Collect every line of the items below that contains the word "dark", and copy each one out in full. Case counts, so match the word only as capitalized here.

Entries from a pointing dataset
+ + + +

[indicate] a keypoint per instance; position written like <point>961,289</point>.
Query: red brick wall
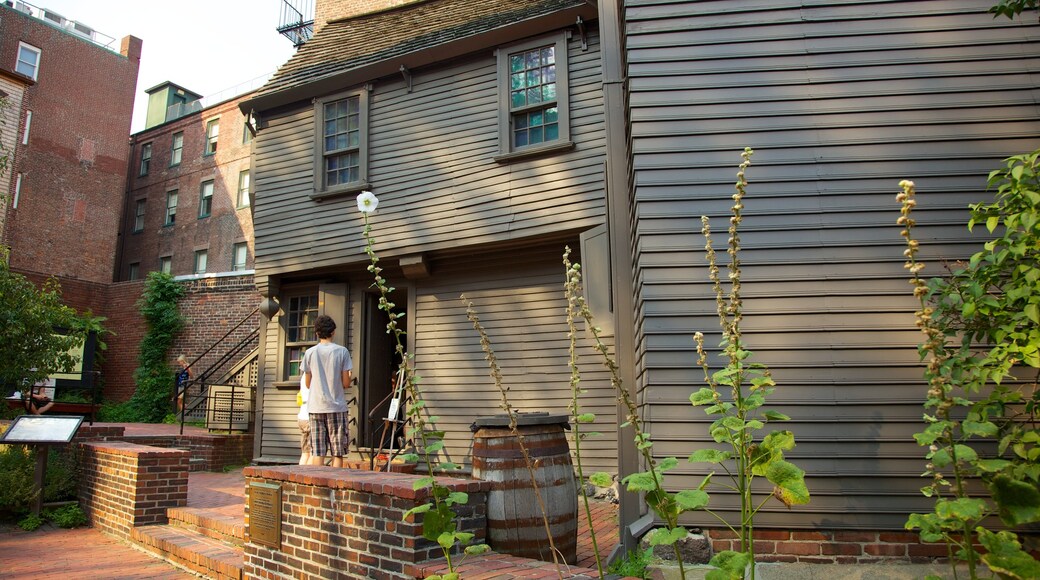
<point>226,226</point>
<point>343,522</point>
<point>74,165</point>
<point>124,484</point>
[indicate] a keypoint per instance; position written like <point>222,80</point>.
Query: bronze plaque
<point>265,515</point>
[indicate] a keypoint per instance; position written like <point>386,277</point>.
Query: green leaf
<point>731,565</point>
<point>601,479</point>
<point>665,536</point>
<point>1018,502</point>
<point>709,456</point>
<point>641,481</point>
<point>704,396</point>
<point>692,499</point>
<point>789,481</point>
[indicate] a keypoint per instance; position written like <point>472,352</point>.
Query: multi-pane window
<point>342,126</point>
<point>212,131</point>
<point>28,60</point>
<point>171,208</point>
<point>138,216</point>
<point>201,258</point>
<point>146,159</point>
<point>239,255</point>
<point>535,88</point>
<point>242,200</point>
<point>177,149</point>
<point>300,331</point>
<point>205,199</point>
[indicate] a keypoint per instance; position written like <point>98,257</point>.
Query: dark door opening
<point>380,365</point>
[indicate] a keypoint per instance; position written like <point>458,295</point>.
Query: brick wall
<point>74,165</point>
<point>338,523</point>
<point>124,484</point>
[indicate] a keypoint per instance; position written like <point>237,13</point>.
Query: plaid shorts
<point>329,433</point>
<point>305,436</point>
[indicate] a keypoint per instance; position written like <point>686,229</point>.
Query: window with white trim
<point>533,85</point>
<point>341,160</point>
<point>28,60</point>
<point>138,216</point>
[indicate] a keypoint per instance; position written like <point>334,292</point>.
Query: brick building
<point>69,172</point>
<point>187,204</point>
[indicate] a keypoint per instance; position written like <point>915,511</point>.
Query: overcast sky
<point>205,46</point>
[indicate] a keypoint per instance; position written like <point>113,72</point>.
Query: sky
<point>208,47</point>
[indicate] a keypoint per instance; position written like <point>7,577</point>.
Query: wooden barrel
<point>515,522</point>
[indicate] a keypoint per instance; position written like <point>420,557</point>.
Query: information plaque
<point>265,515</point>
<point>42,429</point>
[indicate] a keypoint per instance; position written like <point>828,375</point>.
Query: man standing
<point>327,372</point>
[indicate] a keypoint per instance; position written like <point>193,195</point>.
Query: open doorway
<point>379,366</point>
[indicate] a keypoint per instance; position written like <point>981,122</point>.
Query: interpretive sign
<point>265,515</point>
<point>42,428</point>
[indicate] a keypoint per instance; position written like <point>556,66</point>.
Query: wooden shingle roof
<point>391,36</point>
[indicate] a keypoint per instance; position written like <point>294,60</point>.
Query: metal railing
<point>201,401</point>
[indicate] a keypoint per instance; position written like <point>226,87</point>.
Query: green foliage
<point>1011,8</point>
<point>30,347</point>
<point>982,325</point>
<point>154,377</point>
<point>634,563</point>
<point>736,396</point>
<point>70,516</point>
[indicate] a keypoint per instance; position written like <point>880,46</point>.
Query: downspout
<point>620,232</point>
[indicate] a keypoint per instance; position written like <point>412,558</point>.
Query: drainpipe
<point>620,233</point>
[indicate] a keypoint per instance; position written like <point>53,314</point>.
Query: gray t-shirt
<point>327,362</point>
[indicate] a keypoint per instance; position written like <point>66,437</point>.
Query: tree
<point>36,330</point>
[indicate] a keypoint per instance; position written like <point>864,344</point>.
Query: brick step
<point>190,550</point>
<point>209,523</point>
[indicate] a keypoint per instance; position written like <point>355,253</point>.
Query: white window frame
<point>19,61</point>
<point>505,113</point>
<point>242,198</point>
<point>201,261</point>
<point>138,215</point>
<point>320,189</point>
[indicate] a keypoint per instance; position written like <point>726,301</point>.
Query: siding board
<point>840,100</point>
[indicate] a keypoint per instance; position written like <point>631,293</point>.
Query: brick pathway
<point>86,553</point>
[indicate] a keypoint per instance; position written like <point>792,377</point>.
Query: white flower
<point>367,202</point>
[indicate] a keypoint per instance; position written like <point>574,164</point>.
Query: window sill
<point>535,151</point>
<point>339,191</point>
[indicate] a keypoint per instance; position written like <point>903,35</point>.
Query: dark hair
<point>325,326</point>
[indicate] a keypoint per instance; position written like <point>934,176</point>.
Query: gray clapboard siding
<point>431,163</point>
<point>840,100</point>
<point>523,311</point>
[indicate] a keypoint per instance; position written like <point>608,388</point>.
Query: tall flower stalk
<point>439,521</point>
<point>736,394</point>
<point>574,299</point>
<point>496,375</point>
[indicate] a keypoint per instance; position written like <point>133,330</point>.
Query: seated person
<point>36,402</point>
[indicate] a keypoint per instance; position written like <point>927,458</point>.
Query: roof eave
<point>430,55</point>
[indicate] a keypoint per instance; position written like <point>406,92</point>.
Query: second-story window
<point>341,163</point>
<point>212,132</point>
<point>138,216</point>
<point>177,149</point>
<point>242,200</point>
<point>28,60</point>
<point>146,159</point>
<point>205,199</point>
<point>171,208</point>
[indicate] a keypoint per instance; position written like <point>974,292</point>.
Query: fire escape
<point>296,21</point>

+ + + +

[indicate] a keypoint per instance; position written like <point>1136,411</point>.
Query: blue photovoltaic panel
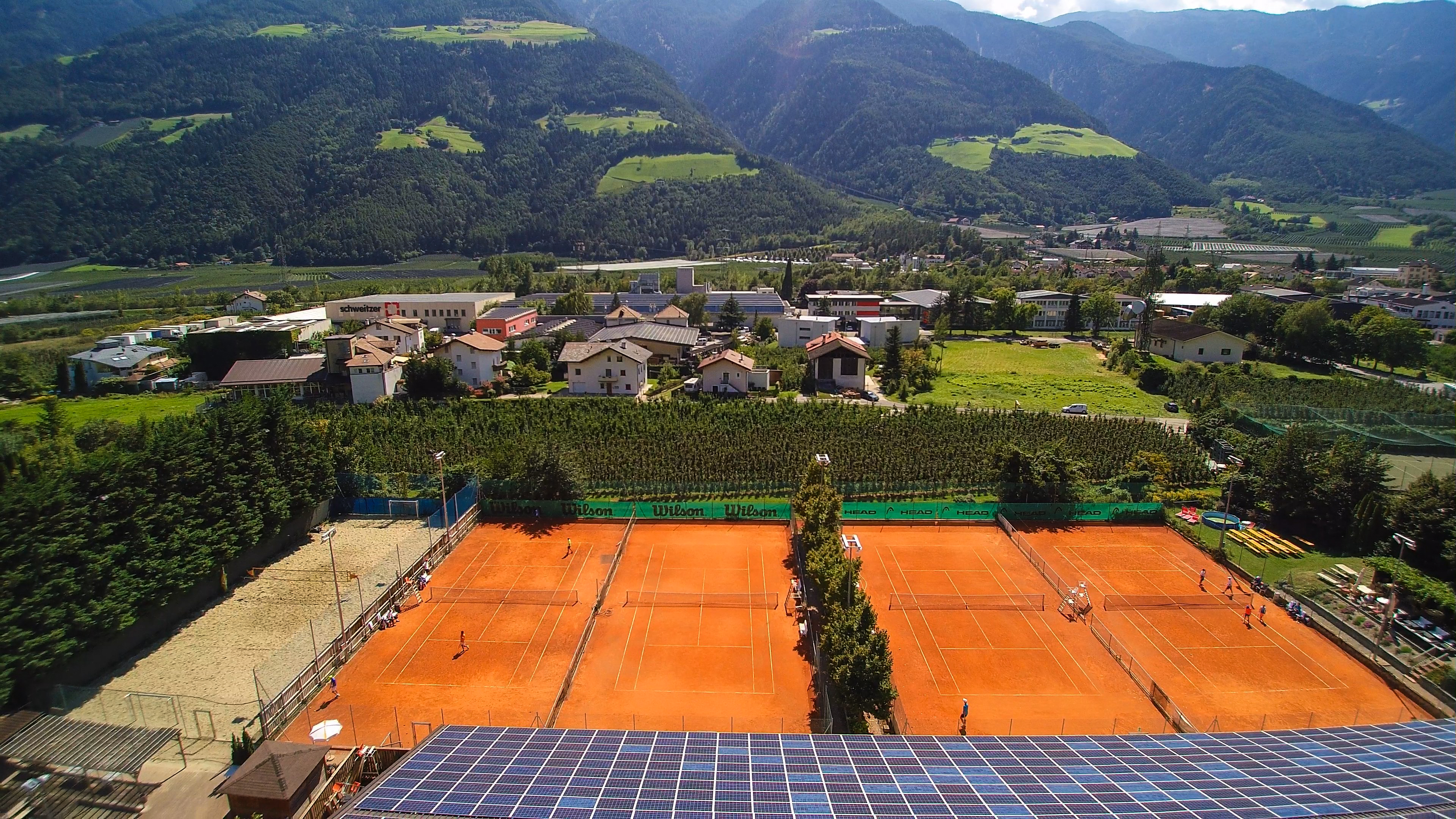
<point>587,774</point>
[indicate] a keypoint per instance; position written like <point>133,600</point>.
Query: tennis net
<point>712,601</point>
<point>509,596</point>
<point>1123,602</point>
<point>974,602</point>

+ + + +

- _Answer to this exercise_:
Query: dark door opening
Query: dark hair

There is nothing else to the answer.